::: Dataset

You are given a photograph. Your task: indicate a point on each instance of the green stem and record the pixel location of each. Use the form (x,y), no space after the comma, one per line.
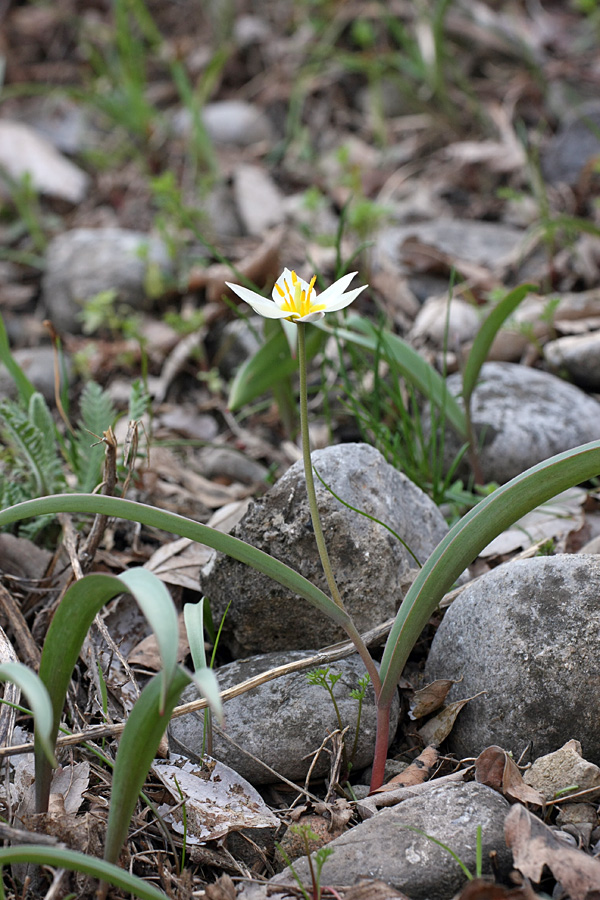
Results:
(349,628)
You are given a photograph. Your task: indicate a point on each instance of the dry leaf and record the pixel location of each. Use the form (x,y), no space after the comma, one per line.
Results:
(430,698)
(534,846)
(439,727)
(495,768)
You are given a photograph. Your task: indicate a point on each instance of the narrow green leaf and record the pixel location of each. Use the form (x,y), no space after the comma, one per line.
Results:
(155,601)
(486,334)
(468,538)
(410,363)
(206,682)
(24,385)
(59,858)
(137,748)
(67,632)
(39,700)
(180,525)
(193,616)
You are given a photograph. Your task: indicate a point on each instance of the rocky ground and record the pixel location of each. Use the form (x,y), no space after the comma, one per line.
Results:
(446,152)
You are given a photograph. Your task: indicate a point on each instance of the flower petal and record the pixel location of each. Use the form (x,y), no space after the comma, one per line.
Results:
(259,304)
(334,290)
(344,300)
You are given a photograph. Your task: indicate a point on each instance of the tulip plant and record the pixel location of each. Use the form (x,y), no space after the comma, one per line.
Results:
(297,304)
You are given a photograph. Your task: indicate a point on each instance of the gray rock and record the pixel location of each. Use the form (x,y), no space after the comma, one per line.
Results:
(283,721)
(38,364)
(489,244)
(523,416)
(82,262)
(384,848)
(575,144)
(578,356)
(527,633)
(259,200)
(368,561)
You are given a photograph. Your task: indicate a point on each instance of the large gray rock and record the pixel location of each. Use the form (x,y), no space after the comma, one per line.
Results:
(283,721)
(368,561)
(523,416)
(528,634)
(384,848)
(82,262)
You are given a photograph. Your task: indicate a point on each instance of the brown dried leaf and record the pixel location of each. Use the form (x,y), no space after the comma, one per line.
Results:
(439,727)
(495,768)
(372,890)
(419,771)
(430,698)
(534,846)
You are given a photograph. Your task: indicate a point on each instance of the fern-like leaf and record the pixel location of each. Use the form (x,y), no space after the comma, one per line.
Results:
(97,415)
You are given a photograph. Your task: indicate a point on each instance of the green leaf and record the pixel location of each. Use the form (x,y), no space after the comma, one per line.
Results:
(60,858)
(137,749)
(468,538)
(410,363)
(184,527)
(67,632)
(486,334)
(269,366)
(193,616)
(39,700)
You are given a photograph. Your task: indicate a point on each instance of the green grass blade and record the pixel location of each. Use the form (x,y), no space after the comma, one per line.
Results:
(137,748)
(409,363)
(155,601)
(39,700)
(468,538)
(486,334)
(42,855)
(180,525)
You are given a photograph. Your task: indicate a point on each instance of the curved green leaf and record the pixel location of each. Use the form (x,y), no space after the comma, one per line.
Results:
(137,748)
(60,858)
(468,538)
(155,601)
(203,534)
(193,616)
(66,634)
(39,700)
(486,334)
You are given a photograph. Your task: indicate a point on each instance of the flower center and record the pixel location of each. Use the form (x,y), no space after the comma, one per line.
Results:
(296,300)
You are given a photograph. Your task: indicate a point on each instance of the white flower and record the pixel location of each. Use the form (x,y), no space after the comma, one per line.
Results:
(296,300)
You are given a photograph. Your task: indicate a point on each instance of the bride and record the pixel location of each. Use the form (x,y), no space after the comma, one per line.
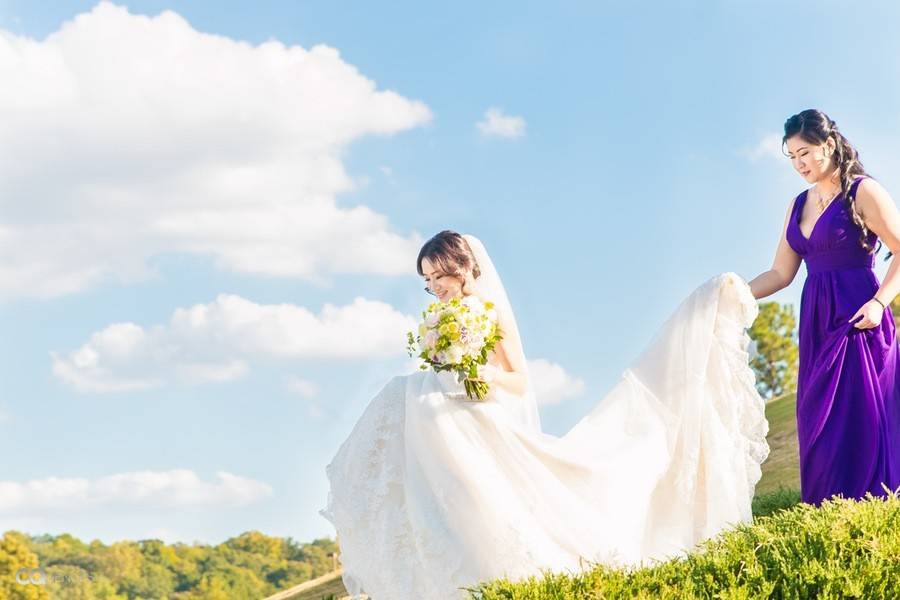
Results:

::::::

**What you will do**
Rewrite every row above, changing each "photograph" to "image" and keeping everything else the same, but leave out the pictures.

**Response**
You are given a image. Your task: indicate a point on each instance of the green stem and record the pixel location of each. Use the form (x,y), no space after the comma, one per line.
Results:
(349,628)
You are given a image. Your task: indicate a point on each instance of the dry leaf and record the pixel location of each. Use the form (x,y), no space after the comma, one per line.
Results:
(430,698)
(534,846)
(439,727)
(495,768)
You are given a image. Your task: indicate a point on each instance of the narrow green leaf and record the pixel location of each. Use the form (x,y), no space after the comma, one per line.
Results:
(155,601)
(486,334)
(468,538)
(410,363)
(206,682)
(24,385)
(59,858)
(137,748)
(67,632)
(39,700)
(180,525)
(193,616)
You are given a image. Your task: indicate a point on each instance of the rocky ground and record the pixel location of each. Use the form (x,y), no space after the comma, one per line.
Results:
(446,152)
You are given a image. Your task: indicate a point on each instance of the flower petal and record the pixel location of each. Use the form (x,y), no space after the comma, one per line.
Results:
(259,304)
(334,290)
(344,300)
You are given a image. Your task: indicate a point on each instance of the tulip plant and record the pixel location of each. Use the form (x,y), no space after the comma, one per line.
Results:
(297,304)
You are given a image. Your task: indicate a point on each instance of the gray rock and record the pixel location of each. Use the form (x,y), no space after the comma, one per line.
Results:
(283,721)
(38,364)
(489,244)
(523,416)
(82,262)
(384,848)
(575,144)
(578,356)
(527,633)
(259,200)
(368,561)
You are given a image. Your task: indicate a point on each instance of the large gray rock and record the pixel location of each. Use the form (x,y), no space after the comma, one per line.
Results:
(283,721)
(368,561)
(523,416)
(528,634)
(384,848)
(82,262)
You are given a image. Your task: indicate a point on each instance of the brown dried leaf and record the pixel location of each. Use the form (x,y), no space after the comma, one per line.
Results:
(439,727)
(495,768)
(372,890)
(419,771)
(430,698)
(534,846)
You are given a image. Your task: indicate a point on each instance of the fern-like leaf and record the pixel location of each. Use the form (x,y), no space after the comma, one per line.
Results:
(97,415)
You are given a image. Your task: indicate a point on each instance of the green leaf and record the pixel location of each. Use the form (x,y), no space after the comma, one per line.
Results:
(60,858)
(137,749)
(468,538)
(410,363)
(184,527)
(67,632)
(486,334)
(269,366)
(193,616)
(39,700)
You are given a image. Your task: indicate a point on each instance of the green grass blade and record the pixel location of each. Use the form (x,y), no space after the comma, one per line.
Results:
(137,748)
(409,363)
(155,601)
(39,700)
(468,538)
(486,334)
(42,855)
(180,525)
You are given a image. Your task: indicate a point on each instance of the curved green leaf and record the pixel location of each. Use the form (x,y), no space after the comma, one per line.
Results:
(137,748)
(60,858)
(468,538)
(155,601)
(203,534)
(193,616)
(66,634)
(39,700)
(486,334)
You are given a image. Your task: indicate a point on each instance of the flower center and record the pixel location of each. Use the form (x,y), no space after the comma, one per line.
Results:
(296,300)
You are given a image. Your task: indicate a point on each instance of the white flower and record the pixel location of each. Use the form (x,y), no space after the comma, one per line.
Results:
(296,300)
You are given a image. Your task: indicate a point on each instance of the bride and record the pixel location of each. Use the form (x,y), no space after the comma, one per line.
Results:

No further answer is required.